**Prompt:** Among the lines below, count those with "ladybug". Give only the number.

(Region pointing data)

⁂

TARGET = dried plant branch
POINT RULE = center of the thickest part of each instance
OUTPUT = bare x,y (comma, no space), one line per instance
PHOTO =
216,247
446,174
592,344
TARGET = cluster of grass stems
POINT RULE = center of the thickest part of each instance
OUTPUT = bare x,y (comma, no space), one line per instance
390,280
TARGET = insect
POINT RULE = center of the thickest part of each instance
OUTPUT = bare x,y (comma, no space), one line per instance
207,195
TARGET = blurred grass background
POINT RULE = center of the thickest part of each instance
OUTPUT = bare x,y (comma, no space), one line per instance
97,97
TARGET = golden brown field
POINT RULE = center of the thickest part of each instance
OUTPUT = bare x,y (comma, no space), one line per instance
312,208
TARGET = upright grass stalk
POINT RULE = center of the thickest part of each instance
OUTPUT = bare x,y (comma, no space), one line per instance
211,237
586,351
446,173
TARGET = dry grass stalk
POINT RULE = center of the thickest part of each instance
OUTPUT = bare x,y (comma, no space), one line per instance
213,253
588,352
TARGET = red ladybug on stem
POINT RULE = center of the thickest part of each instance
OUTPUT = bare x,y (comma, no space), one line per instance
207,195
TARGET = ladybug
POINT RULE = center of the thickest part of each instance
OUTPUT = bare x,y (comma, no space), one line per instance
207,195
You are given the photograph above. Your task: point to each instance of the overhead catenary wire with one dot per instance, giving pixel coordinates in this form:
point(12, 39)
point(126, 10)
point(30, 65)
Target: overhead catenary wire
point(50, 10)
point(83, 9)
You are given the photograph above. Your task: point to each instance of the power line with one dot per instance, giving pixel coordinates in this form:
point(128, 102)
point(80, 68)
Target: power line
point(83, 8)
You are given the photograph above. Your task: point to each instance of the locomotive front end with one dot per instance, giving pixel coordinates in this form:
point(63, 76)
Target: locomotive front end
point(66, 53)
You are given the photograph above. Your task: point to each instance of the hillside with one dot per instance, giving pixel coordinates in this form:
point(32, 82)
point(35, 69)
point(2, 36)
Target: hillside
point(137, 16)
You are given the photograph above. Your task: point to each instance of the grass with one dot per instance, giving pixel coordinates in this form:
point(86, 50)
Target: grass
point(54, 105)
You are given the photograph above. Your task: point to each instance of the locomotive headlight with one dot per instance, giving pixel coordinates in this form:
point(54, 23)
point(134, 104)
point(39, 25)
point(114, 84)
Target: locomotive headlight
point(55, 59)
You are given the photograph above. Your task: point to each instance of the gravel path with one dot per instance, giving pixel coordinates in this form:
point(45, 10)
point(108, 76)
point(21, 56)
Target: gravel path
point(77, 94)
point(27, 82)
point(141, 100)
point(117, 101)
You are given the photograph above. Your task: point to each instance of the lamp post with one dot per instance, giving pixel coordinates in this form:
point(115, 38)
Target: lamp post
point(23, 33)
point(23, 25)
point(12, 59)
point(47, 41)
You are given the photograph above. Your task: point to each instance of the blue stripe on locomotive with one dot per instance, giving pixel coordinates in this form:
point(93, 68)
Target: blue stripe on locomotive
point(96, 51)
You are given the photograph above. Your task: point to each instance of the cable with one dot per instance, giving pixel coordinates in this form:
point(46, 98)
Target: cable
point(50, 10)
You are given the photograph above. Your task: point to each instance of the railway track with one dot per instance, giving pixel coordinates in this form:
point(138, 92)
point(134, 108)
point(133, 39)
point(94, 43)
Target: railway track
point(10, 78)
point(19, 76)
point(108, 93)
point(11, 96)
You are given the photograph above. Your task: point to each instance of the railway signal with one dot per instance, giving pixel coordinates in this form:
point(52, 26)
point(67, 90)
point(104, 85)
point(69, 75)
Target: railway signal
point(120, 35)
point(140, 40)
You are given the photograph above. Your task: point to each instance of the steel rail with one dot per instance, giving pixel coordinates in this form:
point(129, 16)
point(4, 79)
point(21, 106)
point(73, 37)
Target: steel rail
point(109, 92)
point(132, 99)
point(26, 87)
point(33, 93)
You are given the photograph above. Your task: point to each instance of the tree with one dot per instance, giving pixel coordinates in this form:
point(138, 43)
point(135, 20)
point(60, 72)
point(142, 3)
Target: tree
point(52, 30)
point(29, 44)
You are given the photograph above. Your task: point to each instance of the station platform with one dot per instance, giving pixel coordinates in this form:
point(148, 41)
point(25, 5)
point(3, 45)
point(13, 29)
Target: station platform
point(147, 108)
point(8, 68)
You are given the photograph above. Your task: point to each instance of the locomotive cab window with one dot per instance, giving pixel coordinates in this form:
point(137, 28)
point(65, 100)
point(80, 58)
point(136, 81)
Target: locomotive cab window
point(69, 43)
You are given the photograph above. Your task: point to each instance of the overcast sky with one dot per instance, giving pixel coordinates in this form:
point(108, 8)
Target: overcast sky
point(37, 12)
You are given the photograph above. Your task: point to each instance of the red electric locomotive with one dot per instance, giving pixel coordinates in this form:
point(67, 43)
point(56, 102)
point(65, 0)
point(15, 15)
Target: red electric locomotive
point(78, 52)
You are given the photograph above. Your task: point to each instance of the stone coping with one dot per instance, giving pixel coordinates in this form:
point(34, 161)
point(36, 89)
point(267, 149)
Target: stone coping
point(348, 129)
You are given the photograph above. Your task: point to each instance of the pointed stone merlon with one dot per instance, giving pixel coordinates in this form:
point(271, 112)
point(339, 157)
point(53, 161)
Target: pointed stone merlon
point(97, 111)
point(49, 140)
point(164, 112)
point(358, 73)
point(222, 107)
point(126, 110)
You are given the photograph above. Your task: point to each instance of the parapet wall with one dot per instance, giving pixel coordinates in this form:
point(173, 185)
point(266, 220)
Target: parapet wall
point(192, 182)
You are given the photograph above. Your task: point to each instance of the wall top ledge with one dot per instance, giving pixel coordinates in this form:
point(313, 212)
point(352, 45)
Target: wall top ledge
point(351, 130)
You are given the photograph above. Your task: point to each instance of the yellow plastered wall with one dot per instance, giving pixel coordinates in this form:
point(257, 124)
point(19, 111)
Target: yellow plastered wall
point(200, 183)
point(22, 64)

⁂

**Solution for this exercise:** 2